• Exercise prompt: State the number of lines in the listing that contain "below". No further words are expected.

• Data:

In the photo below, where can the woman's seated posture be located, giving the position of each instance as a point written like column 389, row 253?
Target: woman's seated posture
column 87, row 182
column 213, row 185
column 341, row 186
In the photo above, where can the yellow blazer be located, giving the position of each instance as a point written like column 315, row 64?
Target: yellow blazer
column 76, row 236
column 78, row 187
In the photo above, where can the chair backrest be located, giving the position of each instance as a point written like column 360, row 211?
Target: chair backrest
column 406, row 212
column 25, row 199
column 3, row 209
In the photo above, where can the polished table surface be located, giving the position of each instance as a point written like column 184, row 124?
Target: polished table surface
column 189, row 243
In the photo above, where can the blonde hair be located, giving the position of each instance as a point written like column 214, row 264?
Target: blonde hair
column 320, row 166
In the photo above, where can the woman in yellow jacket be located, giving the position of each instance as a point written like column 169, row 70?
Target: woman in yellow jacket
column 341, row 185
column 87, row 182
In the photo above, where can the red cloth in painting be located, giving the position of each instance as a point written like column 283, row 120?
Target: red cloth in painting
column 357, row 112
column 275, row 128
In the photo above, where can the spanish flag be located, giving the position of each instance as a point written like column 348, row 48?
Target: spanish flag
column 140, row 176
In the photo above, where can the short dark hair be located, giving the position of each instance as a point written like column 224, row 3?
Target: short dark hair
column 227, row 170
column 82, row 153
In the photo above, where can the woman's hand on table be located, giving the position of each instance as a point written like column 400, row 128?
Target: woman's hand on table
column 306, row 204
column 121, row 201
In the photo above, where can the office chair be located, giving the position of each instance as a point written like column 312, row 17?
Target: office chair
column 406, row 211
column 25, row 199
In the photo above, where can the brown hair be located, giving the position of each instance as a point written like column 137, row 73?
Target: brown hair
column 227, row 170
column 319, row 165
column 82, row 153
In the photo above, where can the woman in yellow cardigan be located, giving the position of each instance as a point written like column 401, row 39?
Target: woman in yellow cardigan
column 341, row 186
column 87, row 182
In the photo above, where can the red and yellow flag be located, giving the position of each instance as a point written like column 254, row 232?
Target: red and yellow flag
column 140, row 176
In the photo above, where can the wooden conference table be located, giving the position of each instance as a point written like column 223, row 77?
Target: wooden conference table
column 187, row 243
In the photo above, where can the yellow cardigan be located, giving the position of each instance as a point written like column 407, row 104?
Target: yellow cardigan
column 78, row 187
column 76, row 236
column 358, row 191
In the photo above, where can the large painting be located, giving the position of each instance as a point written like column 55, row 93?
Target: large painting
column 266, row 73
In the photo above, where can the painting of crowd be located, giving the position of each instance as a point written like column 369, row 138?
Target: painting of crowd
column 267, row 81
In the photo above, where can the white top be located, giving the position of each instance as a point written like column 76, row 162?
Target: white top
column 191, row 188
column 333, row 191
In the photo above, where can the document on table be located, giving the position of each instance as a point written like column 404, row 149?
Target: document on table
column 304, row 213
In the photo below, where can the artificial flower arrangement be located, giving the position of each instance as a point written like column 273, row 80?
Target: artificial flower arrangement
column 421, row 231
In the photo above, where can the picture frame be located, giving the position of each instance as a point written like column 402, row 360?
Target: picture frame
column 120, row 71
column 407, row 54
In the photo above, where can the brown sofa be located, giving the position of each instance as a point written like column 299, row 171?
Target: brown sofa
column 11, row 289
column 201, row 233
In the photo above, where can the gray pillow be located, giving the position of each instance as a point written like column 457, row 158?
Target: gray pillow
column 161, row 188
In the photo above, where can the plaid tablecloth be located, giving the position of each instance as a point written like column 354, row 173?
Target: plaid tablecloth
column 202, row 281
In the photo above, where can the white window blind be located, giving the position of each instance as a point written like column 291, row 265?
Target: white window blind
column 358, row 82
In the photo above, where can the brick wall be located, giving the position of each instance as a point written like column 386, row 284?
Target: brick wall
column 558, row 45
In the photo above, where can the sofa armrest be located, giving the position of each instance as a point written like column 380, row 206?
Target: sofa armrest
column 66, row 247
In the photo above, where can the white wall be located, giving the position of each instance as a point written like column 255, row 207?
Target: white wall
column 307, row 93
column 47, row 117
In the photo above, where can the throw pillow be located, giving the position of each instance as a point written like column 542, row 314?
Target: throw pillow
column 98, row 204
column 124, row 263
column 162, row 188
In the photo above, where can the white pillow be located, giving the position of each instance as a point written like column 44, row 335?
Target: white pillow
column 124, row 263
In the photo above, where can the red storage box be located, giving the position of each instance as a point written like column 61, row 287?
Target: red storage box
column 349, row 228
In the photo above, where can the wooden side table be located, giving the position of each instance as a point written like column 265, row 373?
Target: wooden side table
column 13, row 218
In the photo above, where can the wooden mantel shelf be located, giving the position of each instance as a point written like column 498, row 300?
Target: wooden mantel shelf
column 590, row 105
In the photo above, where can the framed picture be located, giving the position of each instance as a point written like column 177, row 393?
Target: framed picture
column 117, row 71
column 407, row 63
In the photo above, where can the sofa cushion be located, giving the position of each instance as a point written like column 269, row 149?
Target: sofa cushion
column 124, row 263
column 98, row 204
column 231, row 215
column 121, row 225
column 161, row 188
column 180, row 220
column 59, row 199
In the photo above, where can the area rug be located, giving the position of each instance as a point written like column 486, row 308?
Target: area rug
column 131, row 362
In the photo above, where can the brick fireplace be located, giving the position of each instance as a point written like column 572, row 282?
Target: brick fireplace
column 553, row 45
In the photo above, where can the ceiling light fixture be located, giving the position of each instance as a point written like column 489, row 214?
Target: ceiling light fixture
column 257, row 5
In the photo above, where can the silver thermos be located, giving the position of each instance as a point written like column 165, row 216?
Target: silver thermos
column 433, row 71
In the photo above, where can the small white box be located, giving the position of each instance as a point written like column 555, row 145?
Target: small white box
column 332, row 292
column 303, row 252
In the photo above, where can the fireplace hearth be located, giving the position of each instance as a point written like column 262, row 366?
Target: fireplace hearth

• Written answer: 2